» EXERCISE DIRECTIONS:
Transcribe all of the data exactly. Omit the pictures.

Stored data:
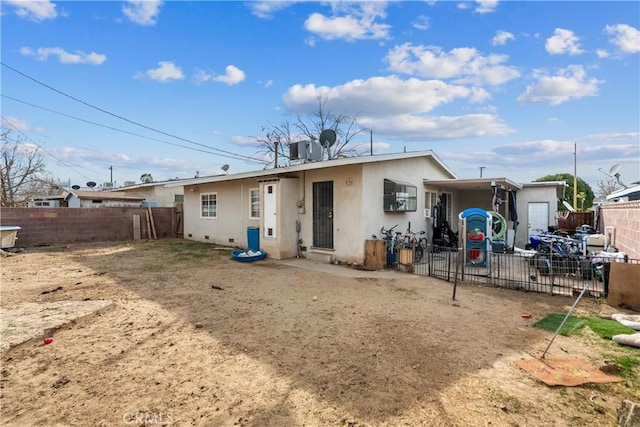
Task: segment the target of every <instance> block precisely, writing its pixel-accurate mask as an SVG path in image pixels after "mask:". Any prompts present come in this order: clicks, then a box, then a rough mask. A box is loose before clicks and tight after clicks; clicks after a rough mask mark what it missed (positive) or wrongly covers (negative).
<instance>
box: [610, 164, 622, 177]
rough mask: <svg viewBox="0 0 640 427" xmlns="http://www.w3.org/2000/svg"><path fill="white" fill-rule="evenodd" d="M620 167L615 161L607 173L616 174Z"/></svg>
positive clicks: (614, 175) (611, 175)
mask: <svg viewBox="0 0 640 427" xmlns="http://www.w3.org/2000/svg"><path fill="white" fill-rule="evenodd" d="M620 169H622V165H621V164H620V163H616V164H615V165H613V166H611V169H609V175H611V176H616V175H617V174H618V172H620Z"/></svg>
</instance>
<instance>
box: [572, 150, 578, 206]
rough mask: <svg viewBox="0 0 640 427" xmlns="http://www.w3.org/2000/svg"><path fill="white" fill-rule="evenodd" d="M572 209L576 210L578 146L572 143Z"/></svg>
mask: <svg viewBox="0 0 640 427" xmlns="http://www.w3.org/2000/svg"><path fill="white" fill-rule="evenodd" d="M573 209H575V210H576V211H577V210H578V144H576V143H575V142H574V143H573Z"/></svg>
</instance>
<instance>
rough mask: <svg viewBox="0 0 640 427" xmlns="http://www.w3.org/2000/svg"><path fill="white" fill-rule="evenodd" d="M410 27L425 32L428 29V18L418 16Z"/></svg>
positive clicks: (427, 16) (428, 27)
mask: <svg viewBox="0 0 640 427" xmlns="http://www.w3.org/2000/svg"><path fill="white" fill-rule="evenodd" d="M411 25H412V26H413V28H415V29H418V30H421V31H426V30H428V29H429V17H428V16H426V15H418V16H416V19H414V20H413V23H412V24H411Z"/></svg>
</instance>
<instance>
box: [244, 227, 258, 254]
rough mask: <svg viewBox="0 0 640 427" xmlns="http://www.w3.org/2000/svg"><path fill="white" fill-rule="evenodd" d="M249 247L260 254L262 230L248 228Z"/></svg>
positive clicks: (247, 228) (247, 239)
mask: <svg viewBox="0 0 640 427" xmlns="http://www.w3.org/2000/svg"><path fill="white" fill-rule="evenodd" d="M247 247H248V248H249V249H250V250H252V251H254V252H258V251H259V250H260V228H259V227H247Z"/></svg>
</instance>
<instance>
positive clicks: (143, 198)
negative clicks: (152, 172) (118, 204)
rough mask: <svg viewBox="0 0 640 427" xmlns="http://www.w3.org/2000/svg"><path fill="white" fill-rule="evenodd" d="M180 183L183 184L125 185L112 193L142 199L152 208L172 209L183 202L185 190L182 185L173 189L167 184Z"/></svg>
mask: <svg viewBox="0 0 640 427" xmlns="http://www.w3.org/2000/svg"><path fill="white" fill-rule="evenodd" d="M125 182H126V181H125ZM179 182H181V180H172V181H159V182H149V183H143V184H132V185H125V186H124V187H120V188H118V189H114V190H112V192H117V193H124V194H126V195H129V196H136V197H142V198H143V199H144V200H145V201H146V203H148V204H149V206H151V207H165V208H171V207H173V206H175V204H176V203H181V202H182V200H183V196H184V189H183V187H182V185H181V184H180V185H177V186H172V187H166V184H167V183H173V184H178V183H179Z"/></svg>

» RESULT OF THE EXERCISE:
Task: segment the target of every <instance> block precisely, writing its pixel-accurate mask as an SVG path in image pixels after "mask:". Any prompts present come in this order: clicks, then a box, then a rough mask. A box is loose before clicks and tight after clicks; clicks after a rough mask mark what it missed (positive) or wrongly covers (negative).
<instance>
box: [610, 164, 622, 177]
rough mask: <svg viewBox="0 0 640 427" xmlns="http://www.w3.org/2000/svg"><path fill="white" fill-rule="evenodd" d="M620 167L615 161L607 173L616 174Z"/></svg>
positive clicks: (614, 175) (611, 175)
mask: <svg viewBox="0 0 640 427" xmlns="http://www.w3.org/2000/svg"><path fill="white" fill-rule="evenodd" d="M620 169H622V165H621V164H620V163H616V164H615V165H613V166H611V169H609V175H611V176H616V175H617V174H618V172H620Z"/></svg>
</instance>
<instance>
box: [572, 150, 578, 206]
rough mask: <svg viewBox="0 0 640 427" xmlns="http://www.w3.org/2000/svg"><path fill="white" fill-rule="evenodd" d="M572 209L576 210L578 146L572 143Z"/></svg>
mask: <svg viewBox="0 0 640 427" xmlns="http://www.w3.org/2000/svg"><path fill="white" fill-rule="evenodd" d="M573 209H575V210H576V211H577V210H578V144H576V143H575V142H574V143H573Z"/></svg>
</instance>
<instance>
rough mask: <svg viewBox="0 0 640 427" xmlns="http://www.w3.org/2000/svg"><path fill="white" fill-rule="evenodd" d="M410 27L425 32L428 29V18L418 16Z"/></svg>
positive clicks: (427, 16) (428, 27)
mask: <svg viewBox="0 0 640 427" xmlns="http://www.w3.org/2000/svg"><path fill="white" fill-rule="evenodd" d="M411 25H412V26H413V28H415V29H418V30H421V31H426V30H428V29H429V17H428V16H426V15H418V16H416V19H414V20H413V23H412V24H411Z"/></svg>
</instance>
<instance>
box: [244, 227, 258, 254]
rough mask: <svg viewBox="0 0 640 427" xmlns="http://www.w3.org/2000/svg"><path fill="white" fill-rule="evenodd" d="M249 247L260 254L262 230L248 228Z"/></svg>
positive clicks: (247, 228) (247, 239)
mask: <svg viewBox="0 0 640 427" xmlns="http://www.w3.org/2000/svg"><path fill="white" fill-rule="evenodd" d="M247 247H248V248H249V249H250V250H252V251H254V252H258V251H259V250H260V228H259V227H247Z"/></svg>
</instance>
<instance>
positive clicks: (143, 198)
negative clicks: (152, 172) (118, 204)
rough mask: <svg viewBox="0 0 640 427" xmlns="http://www.w3.org/2000/svg"><path fill="white" fill-rule="evenodd" d="M180 183L183 184L125 185L112 193L142 199L152 208L172 209L183 202L185 190L182 185L173 189L167 184Z"/></svg>
mask: <svg viewBox="0 0 640 427" xmlns="http://www.w3.org/2000/svg"><path fill="white" fill-rule="evenodd" d="M125 182H126V181H125ZM179 182H181V180H172V181H159V182H149V183H143V184H132V185H125V186H124V187H120V188H118V189H114V190H112V192H117V193H124V194H126V195H129V196H136V197H142V198H143V199H144V200H145V201H146V203H148V204H149V206H151V207H165V208H171V207H173V206H175V204H176V203H181V202H182V200H183V196H184V189H183V187H182V185H181V184H180V185H177V186H172V187H166V184H167V183H173V184H178V183H179Z"/></svg>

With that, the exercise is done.